WORK TO DO:
1. List every username that appears as a poster in the World Series thread, counting each name once.
2. According to the World Series thread, why do players and managers let pitchers use a substance even though it is not technically allowed?
3. Decide whether each statement agrees with the World Series thread, and support each answer with the deciding words quoted from it.
(a) Boston made the errors in Game 1.
(b) Game 3 is scheduled in St. Louis on Saturday night.
(c) Rick Dennington plans to watch Game 3 from a seat at the ballpark.

SOURCE EXTRACT:
The Redbirds are looking sharper tonight…...Good pitching on both sides….Wacha is bringing it tonight,as is Lackey…...Redbirds on top 1-0 so far…....Go Birds…..


----------



## 280305 (Sep 28, 2008)

This is a great game tonight. The Cards just took the lead. This is how the Falll Classic should be played.


----------



## Smitty_Cabinetshop (Mar 26, 2011)

Boston human too. Errors for Cards in Game 1, Boston in Game 2.


----------



## firefighterontheside (Apr 26, 2013)

This is better.


----------



## Smitty_Cabinetshop (Mar 26, 2011)

Young guns duking it out with Boston bullpen.


----------



## Smitty_Cabinetshop (Mar 26, 2011)

Huzzah! Cards Win!


----------



## Rick Dennington (Aug 27, 2009)

, 
Yes…...Now that looks like how the Cards normanly play ball…..!!!!.....Now let's go to St.Louis and finsih them off…..Wacha was great, and the relievers were excellent….....One note:

Pitchers are NOT allowed to use kind of a substance to enhance their pitching…..They can lick their fingers, and /or wipe them off, or blow into their hands to warm them, BEFORE they get on the rubber…..That is the rule….....Even in cold weather, it is not allowed….....


----------



## Rick Dennington (Aug 27, 2009)

The Series will continue with game 3 back in St. Louis on Saturday night at 7:07 on Fox…..On to victory…...!!!!!!!!!!!!!!


----------



## UncannyValleyWoods (Apr 18, 2013)

Sport ball is fantastic. The best part is when the outfielder makes a touchdown. I too am a Detroit Cardinals fan. They are the best at sport ball. They're quarter back really gets the sport juices flowing. I sure hope they win the Cup of Ultimate Bestness.


----------



## Smitty_Cabinetshop (Mar 26, 2011)

Wish I had a ticket…


----------



## oldnovice (Mar 7, 2009)

Go Cards!

I was a Cub fan when I lived near Chicago and the rivalry between the Cubs and Cards always got the blood moving. But, as usual, the Cubs are out so *go Cards*. That team has colorful history … but so do the Red Sox!


----------



## firefighterontheside (Apr 26, 2013)

Rick, my answer about the substance was taken from a quote by JC Corcoran, a St. Louis reporter. He talked to Jim Edmonds, Joe Magraine and others and they all told him. That even though a substance is not technically allowed players and managers agree to allow it to avoid players players getting injured by wild pitches. The article suggested it was one of the unwritten rules of baseball.


----------



## Rick Dennington (Aug 27, 2009)

Ok…...Game # 3 tonight…..The Redbirds are home, and are going to put the "whoop" on the Sox tonight..

I predict the Birds will win by 5…......Any takers…..???? The series is tied 1-1….....!!!!!!!


----------



## Smitty_Cabinetshop (Mar 26, 2011)

I think a Birds Win is a Fine Idea! My brother is there. Go Cardinals!


----------



## Rick Dennington (Aug 27, 2009)

Smitty,

It should make fro an exciting game tonight….I'm glad I'm not there….I've been there before, and I'll have the best seat in the house tonight…... in my easy chair in front of a 73" screen…..Where's the popcorn..?


----------



## DIYaholic (Jan 28, 2011)

Go Red Birds!!!

GIVEN INFORMATION:
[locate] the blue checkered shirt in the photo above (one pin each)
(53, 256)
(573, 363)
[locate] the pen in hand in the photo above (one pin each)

SOLUTIONS BELOW:
1. 280305, Smitty_Cabinetshop, firefighterontheside, Rick Dennington, UncannyValleyWoods, oldnovice, DIYaholic

2. They allow it to keep players from being injured by wild pitches. The thread says the article presented this as one of the unwritten rules of baseball.

3.
(a) No: "Errors for Cards in Game 1, Boston in Game 2."
(b) Yes: "game 3 back in St. Louis on Saturday night at 7:07 on Fox"
(c) No: "I'm glad I'm not there"